# Start of MATERIAL SHOWN
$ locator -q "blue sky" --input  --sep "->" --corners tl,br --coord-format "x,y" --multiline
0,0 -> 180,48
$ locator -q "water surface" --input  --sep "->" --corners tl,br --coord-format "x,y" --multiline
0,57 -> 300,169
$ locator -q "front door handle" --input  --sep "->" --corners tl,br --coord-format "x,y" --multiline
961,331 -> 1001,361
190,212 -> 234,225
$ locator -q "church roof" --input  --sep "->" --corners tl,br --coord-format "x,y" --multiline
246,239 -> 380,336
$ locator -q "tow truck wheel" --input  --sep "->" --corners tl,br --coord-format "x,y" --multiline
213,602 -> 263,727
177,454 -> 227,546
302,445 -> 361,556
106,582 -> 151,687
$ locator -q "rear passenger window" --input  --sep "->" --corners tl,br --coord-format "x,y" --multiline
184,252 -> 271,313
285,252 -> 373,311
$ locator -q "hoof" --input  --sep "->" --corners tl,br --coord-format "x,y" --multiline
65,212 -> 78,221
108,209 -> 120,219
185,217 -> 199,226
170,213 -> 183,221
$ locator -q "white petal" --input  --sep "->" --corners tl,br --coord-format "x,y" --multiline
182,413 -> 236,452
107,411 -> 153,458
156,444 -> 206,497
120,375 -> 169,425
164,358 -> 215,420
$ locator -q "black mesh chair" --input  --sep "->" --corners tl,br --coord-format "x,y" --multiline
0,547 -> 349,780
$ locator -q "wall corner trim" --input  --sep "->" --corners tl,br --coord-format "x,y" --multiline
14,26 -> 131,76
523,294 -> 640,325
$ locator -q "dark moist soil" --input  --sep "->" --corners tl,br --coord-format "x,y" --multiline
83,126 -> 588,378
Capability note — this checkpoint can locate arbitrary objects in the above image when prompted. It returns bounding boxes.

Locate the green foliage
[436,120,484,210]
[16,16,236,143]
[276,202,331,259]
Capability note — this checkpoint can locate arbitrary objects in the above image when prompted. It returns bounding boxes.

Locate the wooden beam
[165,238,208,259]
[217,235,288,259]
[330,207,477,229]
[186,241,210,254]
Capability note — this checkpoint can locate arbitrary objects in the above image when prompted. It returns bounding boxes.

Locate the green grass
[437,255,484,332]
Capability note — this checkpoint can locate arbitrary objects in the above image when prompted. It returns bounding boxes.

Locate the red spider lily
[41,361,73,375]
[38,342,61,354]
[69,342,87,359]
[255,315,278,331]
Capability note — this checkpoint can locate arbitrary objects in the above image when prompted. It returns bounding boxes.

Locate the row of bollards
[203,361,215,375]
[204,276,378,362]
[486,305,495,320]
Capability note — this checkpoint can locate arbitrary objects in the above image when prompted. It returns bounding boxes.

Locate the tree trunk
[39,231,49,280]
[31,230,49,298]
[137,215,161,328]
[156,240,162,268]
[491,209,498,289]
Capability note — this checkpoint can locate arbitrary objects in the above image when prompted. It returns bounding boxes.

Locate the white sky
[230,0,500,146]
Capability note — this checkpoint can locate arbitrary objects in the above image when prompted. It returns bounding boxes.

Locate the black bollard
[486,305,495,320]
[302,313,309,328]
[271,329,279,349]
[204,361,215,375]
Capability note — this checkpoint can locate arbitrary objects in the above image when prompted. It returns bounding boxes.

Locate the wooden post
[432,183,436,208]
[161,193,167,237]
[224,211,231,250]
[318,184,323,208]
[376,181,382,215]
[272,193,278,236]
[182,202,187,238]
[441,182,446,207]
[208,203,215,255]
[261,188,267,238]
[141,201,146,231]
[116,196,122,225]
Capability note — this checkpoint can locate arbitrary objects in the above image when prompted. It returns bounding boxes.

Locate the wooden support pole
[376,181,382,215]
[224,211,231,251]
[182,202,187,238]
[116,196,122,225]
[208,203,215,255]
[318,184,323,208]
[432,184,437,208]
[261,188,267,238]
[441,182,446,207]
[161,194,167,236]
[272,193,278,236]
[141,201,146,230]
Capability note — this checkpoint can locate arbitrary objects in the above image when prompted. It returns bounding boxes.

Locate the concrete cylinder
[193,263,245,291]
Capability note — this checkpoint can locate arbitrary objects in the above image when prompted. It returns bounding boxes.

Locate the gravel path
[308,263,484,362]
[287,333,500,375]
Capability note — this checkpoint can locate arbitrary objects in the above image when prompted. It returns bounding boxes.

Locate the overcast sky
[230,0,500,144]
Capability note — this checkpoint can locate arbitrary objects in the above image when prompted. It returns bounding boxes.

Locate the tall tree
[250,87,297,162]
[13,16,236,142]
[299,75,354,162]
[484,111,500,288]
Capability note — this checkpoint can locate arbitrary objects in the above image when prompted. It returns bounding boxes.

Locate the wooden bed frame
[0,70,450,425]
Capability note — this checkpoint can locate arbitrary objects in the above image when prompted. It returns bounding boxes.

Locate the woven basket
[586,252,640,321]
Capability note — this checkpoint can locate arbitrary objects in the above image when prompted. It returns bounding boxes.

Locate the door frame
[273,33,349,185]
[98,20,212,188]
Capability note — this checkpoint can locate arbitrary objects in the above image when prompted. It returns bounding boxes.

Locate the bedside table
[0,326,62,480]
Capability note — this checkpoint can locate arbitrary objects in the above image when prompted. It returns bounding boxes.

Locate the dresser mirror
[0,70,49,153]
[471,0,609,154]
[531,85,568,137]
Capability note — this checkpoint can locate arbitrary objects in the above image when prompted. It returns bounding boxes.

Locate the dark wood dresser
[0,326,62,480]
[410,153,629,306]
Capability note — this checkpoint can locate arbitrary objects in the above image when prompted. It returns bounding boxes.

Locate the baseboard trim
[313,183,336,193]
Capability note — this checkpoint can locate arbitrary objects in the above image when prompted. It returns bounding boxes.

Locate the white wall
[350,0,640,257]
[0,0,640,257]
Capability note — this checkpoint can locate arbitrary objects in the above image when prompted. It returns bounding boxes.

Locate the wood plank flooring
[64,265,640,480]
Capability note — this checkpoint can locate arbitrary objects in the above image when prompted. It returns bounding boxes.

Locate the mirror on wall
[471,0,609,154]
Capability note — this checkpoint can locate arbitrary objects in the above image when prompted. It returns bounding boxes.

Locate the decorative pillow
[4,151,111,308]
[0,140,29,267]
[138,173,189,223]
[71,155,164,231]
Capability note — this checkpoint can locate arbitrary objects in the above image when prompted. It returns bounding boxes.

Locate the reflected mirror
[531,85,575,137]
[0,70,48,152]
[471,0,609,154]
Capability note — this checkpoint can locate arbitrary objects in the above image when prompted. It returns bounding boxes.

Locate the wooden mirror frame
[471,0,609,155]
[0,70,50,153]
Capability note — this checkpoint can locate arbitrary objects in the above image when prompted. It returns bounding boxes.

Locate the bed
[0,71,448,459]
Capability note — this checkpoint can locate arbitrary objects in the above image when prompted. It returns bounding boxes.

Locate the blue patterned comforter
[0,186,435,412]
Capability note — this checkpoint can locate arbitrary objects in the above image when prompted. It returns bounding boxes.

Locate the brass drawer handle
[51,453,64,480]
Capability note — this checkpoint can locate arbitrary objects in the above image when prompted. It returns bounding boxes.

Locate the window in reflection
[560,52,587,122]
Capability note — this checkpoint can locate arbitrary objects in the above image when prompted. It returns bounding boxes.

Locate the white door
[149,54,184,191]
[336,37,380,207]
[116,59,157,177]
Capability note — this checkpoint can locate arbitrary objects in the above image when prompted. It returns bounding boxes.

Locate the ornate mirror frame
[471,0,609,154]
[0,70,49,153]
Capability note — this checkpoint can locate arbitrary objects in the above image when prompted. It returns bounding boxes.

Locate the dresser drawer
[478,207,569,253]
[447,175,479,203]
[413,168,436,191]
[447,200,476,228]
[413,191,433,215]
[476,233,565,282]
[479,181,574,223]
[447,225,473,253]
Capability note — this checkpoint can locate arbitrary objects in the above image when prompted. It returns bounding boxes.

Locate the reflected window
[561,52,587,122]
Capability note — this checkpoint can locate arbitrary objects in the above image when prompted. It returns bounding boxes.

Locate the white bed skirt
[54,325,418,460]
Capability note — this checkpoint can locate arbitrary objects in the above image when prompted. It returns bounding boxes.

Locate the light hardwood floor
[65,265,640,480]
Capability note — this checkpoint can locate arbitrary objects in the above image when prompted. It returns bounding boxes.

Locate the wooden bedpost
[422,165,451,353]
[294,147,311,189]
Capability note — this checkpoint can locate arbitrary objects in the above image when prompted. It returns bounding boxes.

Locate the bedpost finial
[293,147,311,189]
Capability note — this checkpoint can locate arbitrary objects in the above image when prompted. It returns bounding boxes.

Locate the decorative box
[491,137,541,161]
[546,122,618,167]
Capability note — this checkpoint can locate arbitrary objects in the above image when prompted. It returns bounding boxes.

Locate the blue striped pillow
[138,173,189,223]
# End of MATERIAL SHOWN
WHAT YOU HAVE TO DO:
Put the lines from the start of the data through the line containing "0,57 -> 300,169", inclusive, into a JSON list of strings with one string per line, omitting blank lines.

RESULT FOR THIS TASK:
[
  "$ locator -q \"blue sky\" --input  --sep \"->\" --corners tl,br --coord-format \"x,y\" --multiline",
  "0,0 -> 180,48",
  "$ locator -q \"water surface\" --input  --sep \"->\" --corners tl,br --coord-format \"x,y\" --multiline",
  "0,57 -> 300,169"
]